* [WHAT THE TASK REQUIRES]: Copy out all the records, word for word.

---

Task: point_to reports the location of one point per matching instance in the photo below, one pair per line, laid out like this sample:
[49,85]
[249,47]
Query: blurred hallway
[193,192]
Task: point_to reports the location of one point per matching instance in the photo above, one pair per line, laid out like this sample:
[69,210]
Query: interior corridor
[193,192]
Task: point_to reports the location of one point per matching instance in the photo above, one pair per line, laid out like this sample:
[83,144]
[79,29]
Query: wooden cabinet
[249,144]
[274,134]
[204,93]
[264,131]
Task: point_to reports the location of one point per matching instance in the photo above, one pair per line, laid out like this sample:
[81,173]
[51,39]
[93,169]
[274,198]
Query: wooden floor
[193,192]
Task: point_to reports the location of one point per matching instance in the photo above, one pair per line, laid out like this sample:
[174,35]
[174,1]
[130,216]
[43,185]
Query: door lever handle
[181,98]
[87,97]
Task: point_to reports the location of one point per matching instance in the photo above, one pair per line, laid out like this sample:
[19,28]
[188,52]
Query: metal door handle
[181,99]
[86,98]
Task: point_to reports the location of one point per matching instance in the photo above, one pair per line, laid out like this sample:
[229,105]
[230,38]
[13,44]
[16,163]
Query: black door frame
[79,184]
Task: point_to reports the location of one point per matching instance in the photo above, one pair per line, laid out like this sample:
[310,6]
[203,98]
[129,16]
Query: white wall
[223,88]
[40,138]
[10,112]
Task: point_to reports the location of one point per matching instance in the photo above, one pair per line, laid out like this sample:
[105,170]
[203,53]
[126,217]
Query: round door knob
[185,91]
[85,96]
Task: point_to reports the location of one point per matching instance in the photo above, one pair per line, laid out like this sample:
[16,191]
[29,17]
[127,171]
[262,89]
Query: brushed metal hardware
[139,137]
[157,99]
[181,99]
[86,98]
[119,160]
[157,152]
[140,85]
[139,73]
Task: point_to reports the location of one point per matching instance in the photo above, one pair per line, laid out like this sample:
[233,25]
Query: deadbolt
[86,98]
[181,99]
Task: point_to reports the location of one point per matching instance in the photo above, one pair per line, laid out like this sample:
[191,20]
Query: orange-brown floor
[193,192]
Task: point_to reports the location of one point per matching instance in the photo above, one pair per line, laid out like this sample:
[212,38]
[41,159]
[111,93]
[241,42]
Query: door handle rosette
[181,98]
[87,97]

---

* [SOLVED PROBLEM]:
Task: point_to reports the location of one point per matching instance in the photo below, one pair per line, laid out like this sample:
[49,85]
[249,47]
Query: blurred hallway
[193,192]
Task: point_to reports the location of one point per matching instance in the photo above, one pair per line, laid out like this sample:
[69,210]
Query: interior corridor
[193,192]
Task: point_to reports the location of one point per matching instance in the photo above, one pair per line, laid out like this sample:
[83,144]
[79,29]
Query: wooden cabinet
[249,144]
[274,134]
[204,93]
[264,131]
Task: point_to reports the location of one point per matching instance in the photo above, one pair per line, laid out like this sample:
[81,173]
[51,39]
[93,169]
[274,198]
Query: wooden floor
[193,192]
Task: point_to reports the location of one point per matching instance in the photo above, one pair per line, laid out like this sample:
[174,35]
[174,1]
[130,216]
[43,185]
Query: door lever handle
[181,98]
[87,97]
Task: point_to reports the location of one point per matching instance in the photo above, one pair per line, laid out like this sample:
[19,28]
[188,52]
Query: metal door handle
[181,99]
[86,98]
Task: point_to reports the location of one point per matching instance in the photo above, one pair per line, laid out like this sample:
[229,105]
[230,38]
[13,44]
[16,163]
Query: black door frame
[79,184]
Task: point_to reports the location of one point per matching instance in the photo above, one pair per line, laid out like this sample:
[310,6]
[203,98]
[129,16]
Query: white wall
[223,88]
[40,138]
[10,112]
Task: point_to reports the location of one point per matching instance in the photo above, one pair per line, laid out like this sample:
[105,170]
[203,53]
[126,217]
Query: round door knob
[185,91]
[85,96]
Task: point_to reports the location of one point per matching instance in the photo above, one pair per line, laid out like this sample:
[16,191]
[29,17]
[127,171]
[262,89]
Query: brushed metal hardware
[139,137]
[157,99]
[181,99]
[86,98]
[119,160]
[157,152]
[140,85]
[139,73]
Task: point_to reports the location of one point per matching instance in the photo above, one pair per line, laid out like this sample:
[233,25]
Query: deadbolt
[86,98]
[181,99]
Task: point_to reports the location of one point per matching instance in the photo above, one pair per line, laid out like this sample:
[191,20]
Query: orange-brown floor
[193,192]
Task: point_to reports the location of one point per matching instance in the photo above, one pair per line, laid out like this sample:
[212,38]
[41,159]
[111,93]
[241,42]
Query: door handle rosette
[181,98]
[87,97]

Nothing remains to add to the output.